**TASK PROMPT:** Reproduce each of the lines word for word.

**SOURCE MATERIAL:**
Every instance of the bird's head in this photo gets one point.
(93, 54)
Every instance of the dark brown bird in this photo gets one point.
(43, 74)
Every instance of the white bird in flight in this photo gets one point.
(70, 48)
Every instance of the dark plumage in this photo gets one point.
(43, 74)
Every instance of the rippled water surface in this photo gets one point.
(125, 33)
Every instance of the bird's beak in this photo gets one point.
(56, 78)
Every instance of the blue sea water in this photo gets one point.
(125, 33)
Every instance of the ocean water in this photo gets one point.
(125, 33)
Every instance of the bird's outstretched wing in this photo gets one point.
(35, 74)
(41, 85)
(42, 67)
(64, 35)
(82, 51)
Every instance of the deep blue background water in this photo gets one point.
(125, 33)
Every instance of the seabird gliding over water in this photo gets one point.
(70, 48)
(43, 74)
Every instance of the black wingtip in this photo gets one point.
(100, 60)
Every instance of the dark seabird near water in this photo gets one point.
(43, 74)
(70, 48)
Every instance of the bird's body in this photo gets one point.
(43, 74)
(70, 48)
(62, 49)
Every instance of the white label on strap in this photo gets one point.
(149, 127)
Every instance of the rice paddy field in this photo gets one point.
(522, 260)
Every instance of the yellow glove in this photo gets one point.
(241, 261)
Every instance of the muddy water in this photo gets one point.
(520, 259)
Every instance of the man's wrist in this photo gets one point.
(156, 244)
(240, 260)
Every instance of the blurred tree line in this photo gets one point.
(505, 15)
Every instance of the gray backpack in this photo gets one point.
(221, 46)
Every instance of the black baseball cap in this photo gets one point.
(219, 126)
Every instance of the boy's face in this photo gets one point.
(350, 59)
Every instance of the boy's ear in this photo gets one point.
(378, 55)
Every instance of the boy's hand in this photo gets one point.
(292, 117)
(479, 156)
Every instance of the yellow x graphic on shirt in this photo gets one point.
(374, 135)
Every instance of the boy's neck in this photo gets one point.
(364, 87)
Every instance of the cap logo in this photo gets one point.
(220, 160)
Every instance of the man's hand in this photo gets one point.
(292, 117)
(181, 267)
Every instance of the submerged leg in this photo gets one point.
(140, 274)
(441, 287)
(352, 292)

**FULL RESPONSE:**
Every instance of the bird's head in this photo gets one point.
(93, 54)
Every instance of the dark brown bird in this photo gets one point.
(43, 74)
Every instance of the white bird in flight in this photo gets one point.
(70, 48)
Every instance of the dark plumage in this photo gets one point.
(43, 74)
Every instance of the rippled water surface in this photo gets one point.
(125, 33)
Every instance of the bird's beak in this photo gets one point.
(56, 78)
Every instance of the blue sea water in this photo gets one point.
(125, 33)
Every instance of the ocean water in this photo gets one point.
(125, 33)
Every instance of the bird's outstretched wing in this photo gets one point.
(35, 74)
(41, 85)
(42, 67)
(64, 35)
(82, 51)
Every instance of the deep blue background water in this photo gets one point.
(125, 33)
Every instance of the seabird gliding over water in this photo gets one point.
(70, 48)
(43, 74)
Every instance of the black wingtip in this photo gets one point.
(100, 60)
Every instance of the dark seabird near water in this photo gets one point.
(43, 74)
(70, 48)
Every instance of the bird's body in this photo gets one point.
(43, 74)
(70, 48)
(62, 49)
Every instance of the white label on strap in this photo gets one point.
(149, 127)
Every instance of the rice paddy field in this photo gets one point.
(522, 260)
Every instance of the yellow glove in this photo gets one point.
(241, 261)
Every instance of the muddy water in this photo gets one point.
(520, 259)
Every instance of the man's wrist in this photo gets one point.
(156, 244)
(240, 260)
Every instance of the blurred tree line in this photo gets one point.
(505, 15)
Every instance of the gray backpack in this photo gets one point.
(221, 46)
Every instance of the black baseball cap in this photo gets one point.
(219, 126)
Every instance of the boy's face in this photo gets one point.
(350, 59)
Every instance of the boy's ear in this photo gets one point.
(378, 55)
Every instance of the boy's hand in this photo gets one point.
(292, 117)
(479, 156)
Every instance of the yellow x graphic on shirt in this photo gets one point.
(374, 135)
Every instance of the boy's neck in this photo gets one point.
(364, 87)
Every instance of the cap logo in this photo gets one point.
(220, 160)
Every instance of the man's hand in this photo gets one point.
(292, 117)
(181, 267)
Every instance of the submerged leg in this photo gets one point.
(140, 274)
(441, 287)
(352, 292)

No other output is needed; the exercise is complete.